You can get this blu ray from Diabolik DVD. It comes complete with another Masumura film, Black Test Car.

DISCLAIMER: This film was sent to us by Arrow Video.

The Atomic Brain (1963)

Also known as Monstrosity, this is one of the first movies where decay is given as the reason for the diminished intelligence of zombies. It also features plenty of people better known for other things, like narrator Bradford Dillman, Commerical pitchman Frank Gerstle and Marjorie Eaton, who played the original Emperor in The Empire Strikes Back before the special edition re-imagining.

In just 72 minutes, we learn an old woman who gets her pick of three servants to insert her brain into, thus getting a young body that will extend her lifespan.

This was directed by Jack Pollexfen, who also made Indestructible Man, and Joseph Mascelli, who was the director of photography on The Incredibly Strange Creatures Who Stopped Living and Became Mixed-Up Zombies!!?The Thrill Killers and Wild Guitar.

This is the last film of Judy Bamber, who is also in A Bucket of Blood and Dragstrip Girl. The budget was so low that she provided Xerxes the cat, who was her housecat.

You can watch this on Amazon Prime and Tubi or download it from the Internet Archive.

Promises! Promises! (1963)

This 1963 movie — released betweeb the end of the Hays Code and the start of the MPAA rating system — was the first Hollywood motion picture release in decades to feature a mainstream star nude. And that star was Jayne Mansfield, bearing Marilyn Monroe in the buff in 1962’s uncompleted Something’s Got to Give.

In case anyone asks you, the first mainstream star to go fully nude was Annette Kellerman in 1916’s A Daughter of the Gods.

The three nude scenes by Mansfield were scandalous. Even more so was the July 1963 issue of Playboy, which was the only obscenity charge every brought against Hugh Hefner. In that issue a pictorial entitled “The Nudest Jayne Mansfield” showed Mansfield topless alongside T.C. Jones, a hairstylist, actor and one of the most famous female impersonators under his stage name Babette.

*Your tasks*.
(A) Summarize the film notes in two sentences.
(B) According to the film notes, who provided Xerxes the cat for The Atomic Brain?
(C) Resume the film notes immediately after their final sentence.

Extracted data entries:
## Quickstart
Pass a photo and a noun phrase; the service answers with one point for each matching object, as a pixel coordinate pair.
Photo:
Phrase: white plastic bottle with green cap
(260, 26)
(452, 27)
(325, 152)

*Your written answers*.
(A) The film notes describe The Atomic Brain (1963), also known as Monstrosity, which was directed by Jack Pollexfen and Joseph Mascelli and was the last film of Judy Bamber. They then discuss Promises! Promises! (1963), the first Hollywood motion picture release in decades to feature a mainstream star nude, Jayne Mansfield, whose three nude scenes were scandalous.

(B) Judy Bamber provided Xerxes, who was her housecat.

(C)
All the press made the movie a big deal, despite the horrible reviews. Sadly, Mansfield only got offers for more sex comedies. While you could buy stag loops of her scenes in the 60’s, the same scenes would show up in the posthumous The Wild, Wild World of Jayne Mansfield, which also has scenes from Too Hot to Handle, The Loves of Hercules and Primitive Love.

Mansfield was voted one of the top ten box office attractions that year, but Roger Ebert took her to task: “Finally, in Promises, Promises she did what no Hollywood actress ever does except in desperation: she made a nudie. By 1963, that kind of box office appeal was about all she had left.” Of course, this practice is commonplace today.

So what’s it all about? Jayne plays Sandy Brooks, a woman dying to get knocked up yet with a husband played by Tommy Noonan, who produced this and warred with his co-star. In the movie, he’s too stressed out to make love to her, which sounds like a problem no man ever had next to Ms. Mansfield. Meanwhile, after meeting another couple, Claire and King Banner. Claire is played by Marie “The Body” McDonald, who had perhaps an even crazier life than Mansfield, starting as winning the title of The Queen of Coney Island before adding up six marriages, an alleged kidnapping that was never proved to have taken place and a death from an “active drug intoxication due to multiple drugs.” In the aftermath,   her husband and father would commit suicide and her children would be raised by third husband (they were married twice, too) Harry Karl and his wife, Debbie Reynolds, who knew something about infamous divorces. She took over the role from Mamie Van Doren. King is played by Mansfield’s husband at the time, Mickey Hargitay.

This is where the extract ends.